## Data shown
###

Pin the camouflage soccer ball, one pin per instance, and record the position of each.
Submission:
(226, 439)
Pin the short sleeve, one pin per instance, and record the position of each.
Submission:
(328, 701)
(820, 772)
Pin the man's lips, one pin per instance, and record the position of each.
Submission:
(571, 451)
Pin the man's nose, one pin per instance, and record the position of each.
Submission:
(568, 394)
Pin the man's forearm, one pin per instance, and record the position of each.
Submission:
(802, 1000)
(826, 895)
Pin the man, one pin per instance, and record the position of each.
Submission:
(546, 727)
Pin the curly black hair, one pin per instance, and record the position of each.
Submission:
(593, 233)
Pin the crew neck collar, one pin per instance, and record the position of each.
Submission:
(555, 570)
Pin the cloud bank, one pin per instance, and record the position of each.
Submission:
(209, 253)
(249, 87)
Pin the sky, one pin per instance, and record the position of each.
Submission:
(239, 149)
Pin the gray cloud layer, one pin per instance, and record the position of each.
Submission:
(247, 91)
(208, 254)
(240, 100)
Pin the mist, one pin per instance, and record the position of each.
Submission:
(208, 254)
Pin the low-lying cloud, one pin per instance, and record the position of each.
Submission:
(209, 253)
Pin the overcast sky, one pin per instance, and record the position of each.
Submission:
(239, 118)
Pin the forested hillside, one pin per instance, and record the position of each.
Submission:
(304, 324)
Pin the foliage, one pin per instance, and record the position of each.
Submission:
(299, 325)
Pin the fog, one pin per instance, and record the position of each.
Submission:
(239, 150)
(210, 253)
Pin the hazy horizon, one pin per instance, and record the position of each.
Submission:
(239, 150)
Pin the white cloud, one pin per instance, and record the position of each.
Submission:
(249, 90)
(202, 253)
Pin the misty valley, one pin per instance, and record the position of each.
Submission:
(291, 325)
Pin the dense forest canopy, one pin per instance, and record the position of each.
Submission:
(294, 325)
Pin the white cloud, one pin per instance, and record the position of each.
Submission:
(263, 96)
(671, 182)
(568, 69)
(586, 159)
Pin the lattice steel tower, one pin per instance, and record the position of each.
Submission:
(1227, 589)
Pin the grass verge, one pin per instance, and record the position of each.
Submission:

###

## Work to be completed
The listing above must be written out again in its entirety, exactly as given.

## Result
Pin the camouflage soccer ball, one pin per instance, and record the position of each.
Submission:
(226, 439)
Pin the short sleeve, one pin per instance, and record the position of each.
Submission:
(328, 701)
(820, 772)
Pin the man's lips, one pin per instance, and record the position of each.
Submission:
(571, 451)
Pin the man's nose, one pin per instance, and record the position of each.
Submission:
(568, 394)
Pin the man's forearm, one pin per instance, and record the position of each.
Submission:
(802, 1000)
(826, 895)
Pin the man, one pin per instance, and record the position of each.
Submission:
(546, 727)
Pin the curly black hair, one pin per instance, and record the position of each.
Submission:
(593, 233)
Pin the crew neck collar, one pin per instance, and record the position of each.
Submission:
(555, 570)
Pin the cloud bank, one pin per instance, and record the position of each.
Submission:
(209, 253)
(249, 87)
Pin the sky, one pin per instance, and record the position of each.
Submission:
(239, 149)
Pin the gray cloud layer, one pin per instance, and record the position of each.
Submission:
(247, 91)
(208, 254)
(240, 100)
Pin the mist, one pin per instance, and record the position of each.
Submission:
(208, 254)
Pin the low-lying cloud, one pin per instance, and record the position of each.
Submission:
(209, 253)
Pin the overcast sky, one pin per instance, and record the position of each.
Submission:
(239, 118)
Pin the forested hillside, one pin per instance, and record the position of each.
Submission:
(304, 324)
Pin the foliage, one pin per instance, and record the position of each.
Submission:
(299, 325)
Pin the fog, one pin per instance, and record the position of each.
Submission:
(239, 150)
(210, 253)
Pin the hazy horizon, one pin per instance, and record the position of each.
Submission:
(239, 150)
Pin the white cloud, one pin per instance, and record the position of each.
Submission:
(249, 90)
(202, 253)
Pin the misty valley, one pin per instance, and record the position of each.
Submission:
(291, 325)
Pin the dense forest canopy, one pin per instance, and record the position of each.
Submission:
(294, 325)
Pin the white cloud, one pin per instance, and record the position of each.
Submission:
(263, 96)
(671, 182)
(568, 69)
(586, 159)
Pin the lattice steel tower, one pin per instance, and record the position of each.
Submission:
(1227, 589)
Pin the grass verge, one pin per instance, and record the position of each.
Submission:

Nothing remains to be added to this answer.